▶ **Excerpt to read**
::::::

Every Buyer of a house should have the house inspected so as to know of it’s current condition.
This inspection is important because most Home Inspectors are very good at finding “Latent Deficiencies” . . . Things the untrained eye cannot see.
Home ownership is much less fun and more expensive for a new owner if these issues are not discovered prior to closing on the house.
After all, some Home Sellers might not be as scrupulous as we give credit. The house might be a pig wearing fabulous, eye catching lip gloss.
So for sure: “Buyer BEWARE!”
While the Seller has an obligation to disclose all known defects, it is the Buyer’s responsibility to satisfy herself of the overall condition of the house.
This scenario sets up a fascinating process REALTORS lovingly call “The Home Inspection and Resolution.”
(Below is how we do it in Tennessee – Other States may differ)
Typically as part of the purchase & Sale Agreement, the Buyer and Seller agree to a number of days after Binding Agreement Date for the Buyer to perform any and all diligence (Inspections, Home Owner Association Rules, Zoning, Flood Plane, Schools, etc).
The Buyer can hire a “Certified Home Inspector” (Must be licensed in the state of Tennessee) and any other specialists (HVAC, Mold/Radon, Structural Engineer) during this period and can submit a proposal for the Seller to repair or replace the deficiencies discovered. The Buyer’s other options are to accept the property without any repairs, or terminate the contract.
Delivery of this proposal kicks off the “Resolution period” as agreed in the Purchase and Sale Agreement (Usually @ 5 days). It is during this period of time when the Buyer and Seller negotiate to find agreement.

::::::

▶ **Short exercise**
Please state how long the "Resolution period" usually lasts according to the home inspection text above.

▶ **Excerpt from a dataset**

::::::

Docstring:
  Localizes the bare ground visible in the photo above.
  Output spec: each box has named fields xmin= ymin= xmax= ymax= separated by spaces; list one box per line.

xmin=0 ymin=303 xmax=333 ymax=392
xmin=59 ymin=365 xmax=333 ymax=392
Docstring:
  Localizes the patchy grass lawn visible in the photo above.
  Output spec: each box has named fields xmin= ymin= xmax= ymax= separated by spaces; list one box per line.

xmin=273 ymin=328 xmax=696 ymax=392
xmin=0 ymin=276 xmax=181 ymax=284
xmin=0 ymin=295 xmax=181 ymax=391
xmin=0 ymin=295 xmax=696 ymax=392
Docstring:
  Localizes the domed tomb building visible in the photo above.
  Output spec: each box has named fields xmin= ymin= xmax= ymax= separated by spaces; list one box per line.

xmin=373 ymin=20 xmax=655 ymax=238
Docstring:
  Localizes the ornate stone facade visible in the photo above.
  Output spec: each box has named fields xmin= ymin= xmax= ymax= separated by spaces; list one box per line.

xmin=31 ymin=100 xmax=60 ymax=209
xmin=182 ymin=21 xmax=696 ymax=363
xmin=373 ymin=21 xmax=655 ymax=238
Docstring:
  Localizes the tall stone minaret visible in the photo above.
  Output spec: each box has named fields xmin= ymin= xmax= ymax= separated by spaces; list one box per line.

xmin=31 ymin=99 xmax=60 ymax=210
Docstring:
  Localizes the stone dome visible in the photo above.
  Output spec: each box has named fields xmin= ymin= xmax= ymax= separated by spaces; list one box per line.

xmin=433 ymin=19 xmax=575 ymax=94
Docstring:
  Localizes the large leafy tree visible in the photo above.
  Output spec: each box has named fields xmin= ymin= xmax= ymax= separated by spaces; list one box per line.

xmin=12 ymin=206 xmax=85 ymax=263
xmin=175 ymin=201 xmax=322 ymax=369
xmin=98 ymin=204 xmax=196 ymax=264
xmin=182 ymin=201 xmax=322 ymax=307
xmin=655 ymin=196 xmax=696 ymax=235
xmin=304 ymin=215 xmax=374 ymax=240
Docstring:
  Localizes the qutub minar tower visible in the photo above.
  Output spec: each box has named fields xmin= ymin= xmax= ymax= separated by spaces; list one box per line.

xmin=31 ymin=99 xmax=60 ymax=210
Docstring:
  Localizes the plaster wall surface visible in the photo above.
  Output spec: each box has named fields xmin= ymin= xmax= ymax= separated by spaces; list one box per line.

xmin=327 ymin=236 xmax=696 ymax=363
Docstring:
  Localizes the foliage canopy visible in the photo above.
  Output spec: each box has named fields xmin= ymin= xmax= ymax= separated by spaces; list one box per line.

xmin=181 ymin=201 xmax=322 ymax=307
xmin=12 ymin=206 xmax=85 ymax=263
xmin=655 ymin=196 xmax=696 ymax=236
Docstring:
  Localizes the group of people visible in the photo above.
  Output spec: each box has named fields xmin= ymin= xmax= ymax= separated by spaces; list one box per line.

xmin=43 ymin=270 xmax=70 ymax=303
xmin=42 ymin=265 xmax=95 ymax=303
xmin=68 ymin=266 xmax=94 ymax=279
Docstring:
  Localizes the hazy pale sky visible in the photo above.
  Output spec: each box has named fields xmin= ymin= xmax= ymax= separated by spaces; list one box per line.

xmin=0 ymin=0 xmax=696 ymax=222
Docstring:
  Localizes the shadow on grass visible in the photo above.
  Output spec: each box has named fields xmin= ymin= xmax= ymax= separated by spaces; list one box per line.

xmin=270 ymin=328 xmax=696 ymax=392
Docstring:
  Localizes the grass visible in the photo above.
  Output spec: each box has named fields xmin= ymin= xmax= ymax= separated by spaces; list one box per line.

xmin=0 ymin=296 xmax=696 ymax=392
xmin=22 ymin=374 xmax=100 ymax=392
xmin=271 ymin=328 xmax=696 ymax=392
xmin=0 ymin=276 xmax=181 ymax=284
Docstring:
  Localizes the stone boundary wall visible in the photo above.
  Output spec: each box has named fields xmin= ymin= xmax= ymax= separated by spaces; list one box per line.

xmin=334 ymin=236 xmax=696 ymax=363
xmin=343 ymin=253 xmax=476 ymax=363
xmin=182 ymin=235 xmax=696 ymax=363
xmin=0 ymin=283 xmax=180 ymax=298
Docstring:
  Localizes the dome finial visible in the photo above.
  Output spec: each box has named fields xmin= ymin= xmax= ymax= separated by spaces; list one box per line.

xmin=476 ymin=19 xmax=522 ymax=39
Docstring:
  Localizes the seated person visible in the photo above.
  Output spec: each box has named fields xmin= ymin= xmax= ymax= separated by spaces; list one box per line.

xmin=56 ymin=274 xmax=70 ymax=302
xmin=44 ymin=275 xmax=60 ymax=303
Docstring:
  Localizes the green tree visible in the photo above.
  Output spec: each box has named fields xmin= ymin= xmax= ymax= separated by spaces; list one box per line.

::::::

▶ **The completed task**
About 5 days.